# [Task goal]
Give again, unaltered, the lines of the listing below that run from the line having "[point] child's blue" through the line having "[point] blurred yellow".

# [Dataset entries]
....
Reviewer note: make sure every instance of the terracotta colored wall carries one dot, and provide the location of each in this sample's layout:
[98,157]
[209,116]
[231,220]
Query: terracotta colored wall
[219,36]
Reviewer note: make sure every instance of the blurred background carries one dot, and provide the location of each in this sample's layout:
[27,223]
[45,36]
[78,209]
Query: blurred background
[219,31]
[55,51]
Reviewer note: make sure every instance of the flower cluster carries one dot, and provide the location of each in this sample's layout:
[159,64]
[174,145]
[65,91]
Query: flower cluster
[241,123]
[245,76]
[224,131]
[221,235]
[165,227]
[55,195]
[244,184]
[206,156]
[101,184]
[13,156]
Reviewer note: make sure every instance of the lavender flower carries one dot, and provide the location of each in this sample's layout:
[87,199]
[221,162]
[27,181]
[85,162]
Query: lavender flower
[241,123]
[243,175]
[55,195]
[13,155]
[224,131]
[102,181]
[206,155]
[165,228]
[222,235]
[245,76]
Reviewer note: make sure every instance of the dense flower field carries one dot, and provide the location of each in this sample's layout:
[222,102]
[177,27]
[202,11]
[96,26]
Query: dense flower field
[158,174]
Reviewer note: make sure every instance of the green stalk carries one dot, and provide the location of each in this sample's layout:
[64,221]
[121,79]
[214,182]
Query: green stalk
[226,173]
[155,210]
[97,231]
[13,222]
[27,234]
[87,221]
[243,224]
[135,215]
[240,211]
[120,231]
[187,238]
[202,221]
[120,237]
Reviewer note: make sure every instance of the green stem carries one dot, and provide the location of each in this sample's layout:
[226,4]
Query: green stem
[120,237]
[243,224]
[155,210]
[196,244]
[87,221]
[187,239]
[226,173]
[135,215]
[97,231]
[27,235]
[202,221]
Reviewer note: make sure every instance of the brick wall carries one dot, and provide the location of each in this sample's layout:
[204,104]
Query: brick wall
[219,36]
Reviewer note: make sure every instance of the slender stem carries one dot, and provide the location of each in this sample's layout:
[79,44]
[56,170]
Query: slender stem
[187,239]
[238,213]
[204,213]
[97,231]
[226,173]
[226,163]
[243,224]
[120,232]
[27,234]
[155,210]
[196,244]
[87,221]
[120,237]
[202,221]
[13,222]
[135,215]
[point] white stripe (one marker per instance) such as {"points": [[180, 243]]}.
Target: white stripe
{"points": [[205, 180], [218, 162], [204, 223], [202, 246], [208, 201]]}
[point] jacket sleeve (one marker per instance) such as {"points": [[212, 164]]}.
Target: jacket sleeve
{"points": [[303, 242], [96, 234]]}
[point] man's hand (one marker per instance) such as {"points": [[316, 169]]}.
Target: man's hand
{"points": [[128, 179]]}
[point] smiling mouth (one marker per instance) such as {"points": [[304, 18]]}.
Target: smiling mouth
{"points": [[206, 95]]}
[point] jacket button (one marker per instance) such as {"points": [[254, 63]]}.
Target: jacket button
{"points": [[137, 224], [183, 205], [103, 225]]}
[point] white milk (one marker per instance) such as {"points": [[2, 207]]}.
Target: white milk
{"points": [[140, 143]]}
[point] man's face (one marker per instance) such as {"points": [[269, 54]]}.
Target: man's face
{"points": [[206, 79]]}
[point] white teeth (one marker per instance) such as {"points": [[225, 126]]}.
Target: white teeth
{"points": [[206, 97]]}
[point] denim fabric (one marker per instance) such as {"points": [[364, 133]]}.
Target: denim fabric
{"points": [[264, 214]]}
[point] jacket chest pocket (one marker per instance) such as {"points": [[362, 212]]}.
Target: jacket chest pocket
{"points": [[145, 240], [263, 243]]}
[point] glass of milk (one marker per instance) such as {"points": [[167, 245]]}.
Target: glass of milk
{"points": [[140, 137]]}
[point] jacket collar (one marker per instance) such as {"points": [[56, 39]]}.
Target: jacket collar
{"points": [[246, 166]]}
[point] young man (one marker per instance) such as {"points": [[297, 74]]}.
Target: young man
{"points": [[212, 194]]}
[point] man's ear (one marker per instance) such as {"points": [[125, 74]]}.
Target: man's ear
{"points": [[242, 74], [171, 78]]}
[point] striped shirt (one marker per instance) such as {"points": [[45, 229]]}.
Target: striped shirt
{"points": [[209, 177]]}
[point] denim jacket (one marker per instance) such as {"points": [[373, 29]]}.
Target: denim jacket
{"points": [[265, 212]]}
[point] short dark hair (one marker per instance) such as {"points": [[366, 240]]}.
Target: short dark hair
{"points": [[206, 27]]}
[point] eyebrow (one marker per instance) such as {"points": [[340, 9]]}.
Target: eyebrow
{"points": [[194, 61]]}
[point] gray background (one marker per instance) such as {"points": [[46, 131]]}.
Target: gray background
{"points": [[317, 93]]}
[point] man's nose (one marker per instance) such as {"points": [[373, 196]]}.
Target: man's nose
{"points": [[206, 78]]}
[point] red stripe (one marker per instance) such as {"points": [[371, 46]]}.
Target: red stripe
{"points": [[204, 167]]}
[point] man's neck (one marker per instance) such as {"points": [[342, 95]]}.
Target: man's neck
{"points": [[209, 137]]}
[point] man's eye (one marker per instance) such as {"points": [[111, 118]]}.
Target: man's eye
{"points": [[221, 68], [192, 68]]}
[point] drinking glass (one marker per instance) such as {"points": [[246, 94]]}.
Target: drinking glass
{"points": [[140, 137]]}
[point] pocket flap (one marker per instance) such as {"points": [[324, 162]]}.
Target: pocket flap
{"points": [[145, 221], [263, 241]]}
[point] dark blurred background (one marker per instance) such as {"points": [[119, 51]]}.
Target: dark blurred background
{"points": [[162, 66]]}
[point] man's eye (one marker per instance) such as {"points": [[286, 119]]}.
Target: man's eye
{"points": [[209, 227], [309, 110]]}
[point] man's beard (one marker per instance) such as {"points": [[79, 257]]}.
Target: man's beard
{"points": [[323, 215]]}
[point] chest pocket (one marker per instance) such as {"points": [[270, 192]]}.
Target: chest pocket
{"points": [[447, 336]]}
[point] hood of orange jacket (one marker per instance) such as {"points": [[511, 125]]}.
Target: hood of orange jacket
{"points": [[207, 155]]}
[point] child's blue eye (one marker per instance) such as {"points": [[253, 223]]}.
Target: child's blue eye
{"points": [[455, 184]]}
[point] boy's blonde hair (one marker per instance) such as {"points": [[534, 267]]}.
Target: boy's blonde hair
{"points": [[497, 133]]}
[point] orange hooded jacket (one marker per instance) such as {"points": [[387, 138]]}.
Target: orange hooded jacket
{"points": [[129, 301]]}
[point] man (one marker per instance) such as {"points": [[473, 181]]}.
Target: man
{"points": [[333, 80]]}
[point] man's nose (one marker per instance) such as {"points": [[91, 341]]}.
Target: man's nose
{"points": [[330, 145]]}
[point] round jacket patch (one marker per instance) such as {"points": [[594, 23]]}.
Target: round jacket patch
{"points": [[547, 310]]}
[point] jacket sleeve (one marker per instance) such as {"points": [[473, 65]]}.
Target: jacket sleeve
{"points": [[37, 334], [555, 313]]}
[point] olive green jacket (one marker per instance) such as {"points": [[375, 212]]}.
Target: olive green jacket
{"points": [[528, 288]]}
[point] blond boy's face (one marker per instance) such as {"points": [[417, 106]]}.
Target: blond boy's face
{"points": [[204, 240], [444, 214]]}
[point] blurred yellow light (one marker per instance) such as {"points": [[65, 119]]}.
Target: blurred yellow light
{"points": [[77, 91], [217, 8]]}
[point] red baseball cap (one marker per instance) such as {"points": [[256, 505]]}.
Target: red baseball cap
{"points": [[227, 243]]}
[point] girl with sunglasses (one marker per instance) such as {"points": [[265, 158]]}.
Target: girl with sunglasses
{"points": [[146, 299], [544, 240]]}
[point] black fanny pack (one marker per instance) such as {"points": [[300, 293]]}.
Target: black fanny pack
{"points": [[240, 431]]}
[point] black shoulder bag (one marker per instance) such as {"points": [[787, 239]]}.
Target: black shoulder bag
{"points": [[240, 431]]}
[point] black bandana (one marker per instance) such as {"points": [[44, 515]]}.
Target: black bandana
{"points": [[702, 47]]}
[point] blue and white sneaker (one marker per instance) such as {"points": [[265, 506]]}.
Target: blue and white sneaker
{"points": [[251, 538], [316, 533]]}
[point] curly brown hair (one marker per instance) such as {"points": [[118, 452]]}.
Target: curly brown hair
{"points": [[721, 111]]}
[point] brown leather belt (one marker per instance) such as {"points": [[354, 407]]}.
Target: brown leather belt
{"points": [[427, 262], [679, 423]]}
....
# [Task response]
[point] child's blue eye (one marker per instance) such as {"points": [[253, 223]]}.
Target: child's blue eye
{"points": [[455, 184]]}
[point] boy's blonde hair (one marker per instance) such as {"points": [[534, 267]]}.
Target: boy's blonde hair
{"points": [[497, 133]]}
[point] orange hooded jacket (one marker per instance) such as {"points": [[387, 138]]}.
Target: orange hooded jacket
{"points": [[129, 301]]}
[point] man (one marker per instance) such as {"points": [[473, 181]]}.
Target: man
{"points": [[333, 80]]}
[point] man's nose (one marker per instance) such as {"points": [[91, 341]]}.
Target: man's nose
{"points": [[330, 145]]}
[point] round jacket patch (one marker per instance) such as {"points": [[594, 23]]}.
Target: round jacket patch
{"points": [[547, 310]]}
[point] jacket sleeve (one marker per instance) such as {"points": [[473, 65]]}.
Target: jacket sleeve
{"points": [[37, 334], [555, 313]]}
[point] olive green jacket (one marker per instance) such as {"points": [[375, 212]]}.
Target: olive green jacket
{"points": [[528, 288]]}
[point] blond boy's face (one marker per instance) such as {"points": [[417, 106]]}.
Target: blond boy's face
{"points": [[204, 240], [444, 214]]}
[point] blurred yellow light (one marker per instance) such as {"points": [[65, 119]]}.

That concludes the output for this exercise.